EXERCISE DIRECTIONS>
Reproduce the material below word for word, line by line, and leave out any pictures from your copy.

++++ AVAILABLE RECORDS

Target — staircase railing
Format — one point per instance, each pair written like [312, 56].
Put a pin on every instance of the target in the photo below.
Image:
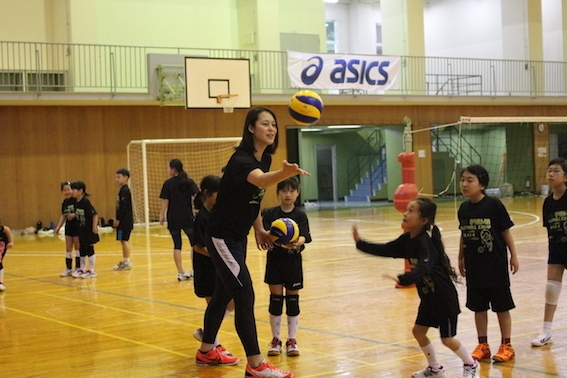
[368, 154]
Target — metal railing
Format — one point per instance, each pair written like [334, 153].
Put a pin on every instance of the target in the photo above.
[86, 68]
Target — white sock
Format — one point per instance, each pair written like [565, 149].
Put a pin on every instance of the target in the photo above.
[429, 352]
[276, 325]
[547, 328]
[464, 354]
[92, 260]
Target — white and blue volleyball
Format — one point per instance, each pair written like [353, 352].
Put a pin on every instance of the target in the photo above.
[284, 231]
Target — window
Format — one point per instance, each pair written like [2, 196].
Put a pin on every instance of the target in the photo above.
[331, 36]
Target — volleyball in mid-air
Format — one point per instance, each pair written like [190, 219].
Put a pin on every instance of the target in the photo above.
[284, 231]
[305, 107]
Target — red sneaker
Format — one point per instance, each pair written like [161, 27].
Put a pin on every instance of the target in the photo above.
[215, 357]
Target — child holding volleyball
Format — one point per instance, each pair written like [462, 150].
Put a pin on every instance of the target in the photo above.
[432, 273]
[204, 274]
[6, 241]
[237, 209]
[483, 259]
[71, 229]
[87, 219]
[554, 218]
[284, 268]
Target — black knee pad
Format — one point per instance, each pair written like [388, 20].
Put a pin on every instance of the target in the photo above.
[276, 304]
[292, 305]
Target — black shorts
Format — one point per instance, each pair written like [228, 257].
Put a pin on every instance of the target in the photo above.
[71, 229]
[285, 269]
[229, 258]
[204, 275]
[123, 235]
[447, 325]
[557, 257]
[499, 299]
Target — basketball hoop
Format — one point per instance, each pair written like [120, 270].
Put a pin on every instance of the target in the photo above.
[227, 101]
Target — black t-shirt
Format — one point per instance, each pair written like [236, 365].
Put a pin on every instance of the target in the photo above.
[434, 285]
[271, 214]
[85, 212]
[485, 251]
[124, 212]
[238, 201]
[179, 209]
[68, 207]
[555, 220]
[200, 227]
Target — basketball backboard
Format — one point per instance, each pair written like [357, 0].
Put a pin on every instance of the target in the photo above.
[207, 78]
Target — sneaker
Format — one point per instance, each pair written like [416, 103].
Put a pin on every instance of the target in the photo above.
[275, 347]
[481, 352]
[469, 371]
[66, 273]
[78, 273]
[291, 348]
[89, 274]
[223, 350]
[542, 340]
[123, 265]
[505, 353]
[215, 357]
[267, 370]
[185, 276]
[198, 334]
[429, 372]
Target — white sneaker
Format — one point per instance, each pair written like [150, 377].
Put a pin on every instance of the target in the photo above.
[89, 274]
[185, 276]
[66, 273]
[78, 273]
[542, 339]
[469, 371]
[429, 372]
[123, 265]
[198, 334]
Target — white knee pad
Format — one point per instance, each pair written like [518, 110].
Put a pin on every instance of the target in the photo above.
[552, 291]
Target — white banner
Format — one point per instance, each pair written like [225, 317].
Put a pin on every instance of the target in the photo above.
[341, 71]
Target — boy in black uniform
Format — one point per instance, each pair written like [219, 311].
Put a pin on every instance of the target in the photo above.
[124, 222]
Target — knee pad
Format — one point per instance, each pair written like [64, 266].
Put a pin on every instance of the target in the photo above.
[292, 305]
[552, 291]
[276, 305]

++++++++

OUTPUT BELOW>
Target — staircase railing
Format — one point per instance, each pair written like [312, 56].
Put a pin on every instance of the target in the photo below.
Image:
[368, 154]
Target — metal railing
Format — one point per instance, each pair written like [334, 153].
Put a pin on every instance of the target in the photo above.
[86, 68]
Target — white sock
Format — one point per instance, each pair written like [565, 149].
Put a pin on every instance of the target in the photo above.
[429, 352]
[276, 325]
[547, 328]
[464, 354]
[92, 260]
Target — white and blue volleyball
Format — one point per instance, each pair written like [353, 352].
Put a pin on every instance of the target in the photo above.
[284, 231]
Target — window
Format — one point per instance, each pair written like [2, 196].
Put a pin on every instance of the target in the photo above.
[331, 36]
Target — volleyball in mid-air
Format — one point per instance, each pair written like [190, 219].
Put a pin on every instance of the target in the photo above.
[284, 231]
[305, 107]
Target — red sneaker
Format — one point per instance, each pair written like [161, 27].
Put a pin on every instance of the target in the photo above.
[215, 357]
Target — child holding volleyball
Format — one point per instance, each pair written like [462, 150].
Put a pin on every instance of the target in the photo above.
[432, 273]
[204, 274]
[6, 241]
[237, 209]
[483, 259]
[71, 229]
[87, 219]
[554, 218]
[284, 268]
Target — black knee pad
Format — one point per instance, each pair written like [388, 20].
Put a pin on every instance of the target in the photo above.
[276, 304]
[292, 305]
Target — black shorts
Format — one point per instance, each pair written like [228, 257].
Put a pin on every instance of the target in the photo above.
[71, 229]
[285, 269]
[229, 258]
[204, 275]
[123, 235]
[447, 325]
[557, 257]
[499, 299]
Target — basketball hoop
Format — one point per instance, each pair written like [120, 270].
Put a pin on every instance of the target in the photo above.
[227, 101]
Target — black t-shirt
Format — one point per instance, each pair written like [236, 365].
Put a pin on every instance of the target in the photo above.
[434, 285]
[271, 214]
[85, 212]
[485, 251]
[124, 212]
[238, 201]
[179, 209]
[68, 207]
[555, 220]
[200, 227]
Target — basketball backboard
Format — one point per instance, each pair written like [357, 0].
Put a pin on every instance of the target in the photo above.
[207, 78]
Target — sneaker
Format — one point per instance, each pair written like [416, 103].
Put a pin on every instance of the target in the photo above.
[275, 347]
[481, 352]
[469, 371]
[66, 273]
[78, 273]
[291, 348]
[89, 274]
[223, 350]
[542, 340]
[123, 265]
[505, 353]
[215, 357]
[267, 370]
[185, 276]
[198, 334]
[429, 372]
Target — white sneaker
Format — one point per instance, each pair written like [150, 377].
Put a pin on every instance of the target in the photo above.
[89, 274]
[185, 276]
[66, 273]
[78, 273]
[542, 339]
[469, 371]
[429, 372]
[123, 265]
[198, 334]
Target — white knee pad
Format — one point per instance, each pair written like [518, 110].
Put a pin on every instance of the target in the photo above.
[552, 291]
Target — white banner
Format — one point per instance, each pair written like [225, 317].
Put a pin on every instance of the target in the photo above.
[341, 71]
Target — boy in black uniform
Format — one point per instance, each pair written like [219, 311].
Put a pin on every instance of the target in the photo above.
[124, 222]
Target — knee pad
Format — one point per instance, each pair written like [64, 266].
Put a pin on every instance of the target in the photo above.
[292, 305]
[552, 291]
[276, 305]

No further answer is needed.